- _TO BE DONE_
Pick out and copy each line of the records below that contains the word "distant".

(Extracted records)
########
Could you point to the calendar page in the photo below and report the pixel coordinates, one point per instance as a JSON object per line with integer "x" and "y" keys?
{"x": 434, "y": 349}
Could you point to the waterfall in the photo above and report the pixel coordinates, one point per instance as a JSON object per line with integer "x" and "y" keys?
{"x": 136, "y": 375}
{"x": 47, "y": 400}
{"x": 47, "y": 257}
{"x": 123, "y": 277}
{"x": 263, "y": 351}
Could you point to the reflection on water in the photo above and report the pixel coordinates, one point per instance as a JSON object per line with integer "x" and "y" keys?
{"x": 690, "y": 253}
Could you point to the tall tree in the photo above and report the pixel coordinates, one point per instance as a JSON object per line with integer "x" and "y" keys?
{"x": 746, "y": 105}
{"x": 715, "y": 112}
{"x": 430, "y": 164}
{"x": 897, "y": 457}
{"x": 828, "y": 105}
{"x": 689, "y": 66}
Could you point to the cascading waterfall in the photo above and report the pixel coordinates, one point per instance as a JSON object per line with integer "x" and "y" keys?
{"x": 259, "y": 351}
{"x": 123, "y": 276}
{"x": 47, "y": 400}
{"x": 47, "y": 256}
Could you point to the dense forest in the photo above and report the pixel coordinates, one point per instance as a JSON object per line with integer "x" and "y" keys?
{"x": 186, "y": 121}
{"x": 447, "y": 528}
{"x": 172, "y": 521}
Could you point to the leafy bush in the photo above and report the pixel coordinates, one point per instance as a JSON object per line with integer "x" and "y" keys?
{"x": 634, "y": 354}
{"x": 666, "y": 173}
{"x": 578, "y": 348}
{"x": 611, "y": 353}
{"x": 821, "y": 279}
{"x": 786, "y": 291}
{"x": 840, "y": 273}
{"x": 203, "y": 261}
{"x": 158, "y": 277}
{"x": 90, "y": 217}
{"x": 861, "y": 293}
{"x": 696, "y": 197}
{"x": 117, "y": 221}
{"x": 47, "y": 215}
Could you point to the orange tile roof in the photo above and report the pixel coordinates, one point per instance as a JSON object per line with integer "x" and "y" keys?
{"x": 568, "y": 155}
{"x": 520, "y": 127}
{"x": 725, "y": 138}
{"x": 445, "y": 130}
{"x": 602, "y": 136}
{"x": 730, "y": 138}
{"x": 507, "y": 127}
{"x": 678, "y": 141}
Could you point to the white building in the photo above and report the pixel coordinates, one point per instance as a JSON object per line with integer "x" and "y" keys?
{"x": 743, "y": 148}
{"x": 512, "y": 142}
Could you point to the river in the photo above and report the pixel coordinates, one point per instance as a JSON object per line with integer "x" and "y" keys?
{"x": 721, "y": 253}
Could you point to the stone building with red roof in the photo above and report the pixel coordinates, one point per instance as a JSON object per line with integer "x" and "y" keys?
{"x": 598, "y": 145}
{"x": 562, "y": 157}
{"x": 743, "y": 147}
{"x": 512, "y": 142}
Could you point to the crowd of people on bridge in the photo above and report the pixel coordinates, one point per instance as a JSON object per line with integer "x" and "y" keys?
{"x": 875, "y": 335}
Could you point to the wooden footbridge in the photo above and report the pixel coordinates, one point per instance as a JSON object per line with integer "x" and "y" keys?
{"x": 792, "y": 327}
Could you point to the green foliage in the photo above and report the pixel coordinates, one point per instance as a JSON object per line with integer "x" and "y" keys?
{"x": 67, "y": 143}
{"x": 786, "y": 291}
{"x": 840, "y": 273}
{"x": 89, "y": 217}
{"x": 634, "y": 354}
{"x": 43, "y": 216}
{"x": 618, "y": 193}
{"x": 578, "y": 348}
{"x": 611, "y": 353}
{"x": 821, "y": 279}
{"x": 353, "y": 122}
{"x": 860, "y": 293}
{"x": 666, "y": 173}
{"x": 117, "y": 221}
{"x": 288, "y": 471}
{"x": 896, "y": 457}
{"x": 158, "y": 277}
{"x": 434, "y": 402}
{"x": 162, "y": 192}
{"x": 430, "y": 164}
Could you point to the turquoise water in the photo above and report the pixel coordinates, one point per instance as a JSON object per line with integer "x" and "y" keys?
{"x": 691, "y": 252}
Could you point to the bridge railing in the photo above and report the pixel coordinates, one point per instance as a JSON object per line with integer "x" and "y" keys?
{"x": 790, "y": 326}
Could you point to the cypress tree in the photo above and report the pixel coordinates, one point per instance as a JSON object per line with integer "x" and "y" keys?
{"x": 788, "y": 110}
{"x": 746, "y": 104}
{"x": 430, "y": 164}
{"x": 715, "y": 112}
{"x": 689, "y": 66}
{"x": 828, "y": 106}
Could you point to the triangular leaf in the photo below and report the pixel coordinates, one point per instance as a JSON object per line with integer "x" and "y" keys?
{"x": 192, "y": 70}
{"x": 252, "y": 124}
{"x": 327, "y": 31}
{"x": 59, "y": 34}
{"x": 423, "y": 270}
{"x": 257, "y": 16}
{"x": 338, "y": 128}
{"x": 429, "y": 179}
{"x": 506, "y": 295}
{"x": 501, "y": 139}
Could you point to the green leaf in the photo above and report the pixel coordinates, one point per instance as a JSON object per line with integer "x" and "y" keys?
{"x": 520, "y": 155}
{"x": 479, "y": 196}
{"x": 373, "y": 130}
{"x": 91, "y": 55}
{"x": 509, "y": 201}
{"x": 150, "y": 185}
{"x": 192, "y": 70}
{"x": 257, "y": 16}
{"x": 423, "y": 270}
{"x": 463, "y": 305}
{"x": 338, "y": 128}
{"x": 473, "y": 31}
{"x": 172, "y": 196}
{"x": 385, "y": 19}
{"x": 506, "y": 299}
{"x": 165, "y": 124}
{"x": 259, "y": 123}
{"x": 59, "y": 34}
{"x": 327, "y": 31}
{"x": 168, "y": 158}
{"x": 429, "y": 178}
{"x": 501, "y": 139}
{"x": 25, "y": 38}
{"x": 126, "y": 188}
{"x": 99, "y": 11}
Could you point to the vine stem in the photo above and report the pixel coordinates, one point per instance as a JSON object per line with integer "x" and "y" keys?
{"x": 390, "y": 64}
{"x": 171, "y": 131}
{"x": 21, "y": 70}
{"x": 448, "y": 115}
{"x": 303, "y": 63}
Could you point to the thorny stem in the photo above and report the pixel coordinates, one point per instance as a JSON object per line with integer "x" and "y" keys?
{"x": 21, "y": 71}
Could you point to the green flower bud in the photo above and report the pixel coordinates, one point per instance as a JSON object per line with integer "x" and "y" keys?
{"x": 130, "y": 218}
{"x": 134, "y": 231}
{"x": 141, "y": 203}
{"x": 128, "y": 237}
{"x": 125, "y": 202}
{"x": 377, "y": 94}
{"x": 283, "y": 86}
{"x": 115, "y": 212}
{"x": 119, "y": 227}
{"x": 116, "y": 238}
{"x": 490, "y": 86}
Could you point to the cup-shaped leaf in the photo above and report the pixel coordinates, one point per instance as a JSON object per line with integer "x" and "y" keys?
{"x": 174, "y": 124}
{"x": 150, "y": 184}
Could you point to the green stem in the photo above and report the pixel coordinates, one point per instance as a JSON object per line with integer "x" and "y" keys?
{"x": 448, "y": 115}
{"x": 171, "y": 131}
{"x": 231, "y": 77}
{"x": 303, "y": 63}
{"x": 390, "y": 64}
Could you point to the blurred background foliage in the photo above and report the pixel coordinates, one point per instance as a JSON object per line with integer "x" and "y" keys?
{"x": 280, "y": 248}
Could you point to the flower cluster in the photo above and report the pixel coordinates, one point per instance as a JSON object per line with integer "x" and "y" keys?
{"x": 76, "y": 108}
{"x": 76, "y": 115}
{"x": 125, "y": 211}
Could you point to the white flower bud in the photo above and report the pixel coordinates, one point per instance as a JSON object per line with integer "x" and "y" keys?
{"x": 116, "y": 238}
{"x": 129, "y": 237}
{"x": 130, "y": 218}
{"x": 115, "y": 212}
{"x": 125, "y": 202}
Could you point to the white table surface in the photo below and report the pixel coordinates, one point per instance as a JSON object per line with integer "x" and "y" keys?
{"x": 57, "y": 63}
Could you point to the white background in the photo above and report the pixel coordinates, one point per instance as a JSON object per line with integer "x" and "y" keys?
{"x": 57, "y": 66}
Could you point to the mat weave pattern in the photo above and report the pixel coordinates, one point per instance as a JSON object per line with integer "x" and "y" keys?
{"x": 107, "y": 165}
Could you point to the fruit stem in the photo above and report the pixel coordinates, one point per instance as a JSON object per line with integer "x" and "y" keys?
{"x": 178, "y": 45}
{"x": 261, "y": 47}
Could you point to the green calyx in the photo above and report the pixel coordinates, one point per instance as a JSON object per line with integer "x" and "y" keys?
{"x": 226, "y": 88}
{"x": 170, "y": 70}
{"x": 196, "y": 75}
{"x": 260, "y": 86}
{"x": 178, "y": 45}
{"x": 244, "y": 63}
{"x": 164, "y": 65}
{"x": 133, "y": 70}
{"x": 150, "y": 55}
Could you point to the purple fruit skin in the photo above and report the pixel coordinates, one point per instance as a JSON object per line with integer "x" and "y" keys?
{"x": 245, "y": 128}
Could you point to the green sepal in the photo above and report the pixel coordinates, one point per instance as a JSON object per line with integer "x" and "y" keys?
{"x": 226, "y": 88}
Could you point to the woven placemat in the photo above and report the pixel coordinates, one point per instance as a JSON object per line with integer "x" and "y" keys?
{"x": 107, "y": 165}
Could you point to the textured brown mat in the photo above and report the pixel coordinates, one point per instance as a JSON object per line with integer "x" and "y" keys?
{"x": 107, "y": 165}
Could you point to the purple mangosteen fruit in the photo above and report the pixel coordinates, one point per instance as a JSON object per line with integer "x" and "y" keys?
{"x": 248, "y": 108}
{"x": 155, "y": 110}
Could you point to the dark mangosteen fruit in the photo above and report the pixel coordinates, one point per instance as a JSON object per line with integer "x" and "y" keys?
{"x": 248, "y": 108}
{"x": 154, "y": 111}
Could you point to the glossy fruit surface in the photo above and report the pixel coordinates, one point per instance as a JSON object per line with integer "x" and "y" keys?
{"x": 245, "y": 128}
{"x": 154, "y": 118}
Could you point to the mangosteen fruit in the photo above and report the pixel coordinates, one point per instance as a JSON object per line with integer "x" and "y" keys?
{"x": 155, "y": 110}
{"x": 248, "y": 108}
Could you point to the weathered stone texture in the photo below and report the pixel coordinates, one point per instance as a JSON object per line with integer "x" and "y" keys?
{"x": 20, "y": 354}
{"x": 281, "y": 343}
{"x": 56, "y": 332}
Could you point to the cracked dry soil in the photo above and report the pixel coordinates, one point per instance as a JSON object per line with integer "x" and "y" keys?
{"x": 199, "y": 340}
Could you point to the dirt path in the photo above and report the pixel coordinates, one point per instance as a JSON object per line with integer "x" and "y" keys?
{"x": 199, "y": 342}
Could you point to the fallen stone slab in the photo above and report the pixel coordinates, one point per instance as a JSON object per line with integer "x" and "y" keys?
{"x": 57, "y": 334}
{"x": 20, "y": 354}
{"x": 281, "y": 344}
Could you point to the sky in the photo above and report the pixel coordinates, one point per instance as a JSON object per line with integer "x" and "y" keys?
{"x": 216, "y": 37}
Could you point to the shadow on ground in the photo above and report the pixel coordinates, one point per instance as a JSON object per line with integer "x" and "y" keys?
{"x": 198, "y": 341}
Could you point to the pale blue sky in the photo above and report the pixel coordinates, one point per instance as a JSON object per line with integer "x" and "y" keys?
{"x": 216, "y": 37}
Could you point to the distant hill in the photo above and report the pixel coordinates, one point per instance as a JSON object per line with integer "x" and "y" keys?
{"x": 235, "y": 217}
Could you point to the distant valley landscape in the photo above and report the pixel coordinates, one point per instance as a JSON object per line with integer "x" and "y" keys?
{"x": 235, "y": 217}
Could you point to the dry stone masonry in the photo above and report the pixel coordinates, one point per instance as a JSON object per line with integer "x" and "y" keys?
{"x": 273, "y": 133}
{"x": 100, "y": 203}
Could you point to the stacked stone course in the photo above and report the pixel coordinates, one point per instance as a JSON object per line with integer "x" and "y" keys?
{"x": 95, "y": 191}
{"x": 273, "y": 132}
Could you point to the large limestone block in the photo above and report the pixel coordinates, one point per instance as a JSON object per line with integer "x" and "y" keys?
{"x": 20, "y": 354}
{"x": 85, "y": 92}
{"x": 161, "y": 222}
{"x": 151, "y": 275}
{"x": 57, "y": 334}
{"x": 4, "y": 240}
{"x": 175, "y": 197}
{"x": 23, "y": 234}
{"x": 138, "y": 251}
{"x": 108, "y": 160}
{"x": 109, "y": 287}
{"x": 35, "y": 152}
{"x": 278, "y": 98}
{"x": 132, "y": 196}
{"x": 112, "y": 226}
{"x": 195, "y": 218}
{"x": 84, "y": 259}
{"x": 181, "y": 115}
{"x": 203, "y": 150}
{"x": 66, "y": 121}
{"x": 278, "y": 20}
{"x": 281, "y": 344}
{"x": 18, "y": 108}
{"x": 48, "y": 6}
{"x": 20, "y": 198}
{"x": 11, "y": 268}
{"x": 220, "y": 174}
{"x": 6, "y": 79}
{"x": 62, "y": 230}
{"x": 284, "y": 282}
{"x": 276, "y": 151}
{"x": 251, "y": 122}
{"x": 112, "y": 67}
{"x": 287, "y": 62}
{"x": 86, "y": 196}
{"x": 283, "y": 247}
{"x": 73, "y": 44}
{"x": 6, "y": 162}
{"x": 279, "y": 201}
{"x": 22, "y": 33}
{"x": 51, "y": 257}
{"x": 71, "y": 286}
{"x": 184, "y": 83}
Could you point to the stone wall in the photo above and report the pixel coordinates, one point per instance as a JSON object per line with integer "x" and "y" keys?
########
- _RESPONSE TO THE EXERCISE_
Could you point to the distant hill in the photo above and report the pixel coordinates, one point per instance as a JSON object per line with integer "x" and "y" keys?
Could you point to the distant valley landscape in the photo above and report the pixel coordinates, one point per instance as a JSON object per line with integer "x" and "y" keys?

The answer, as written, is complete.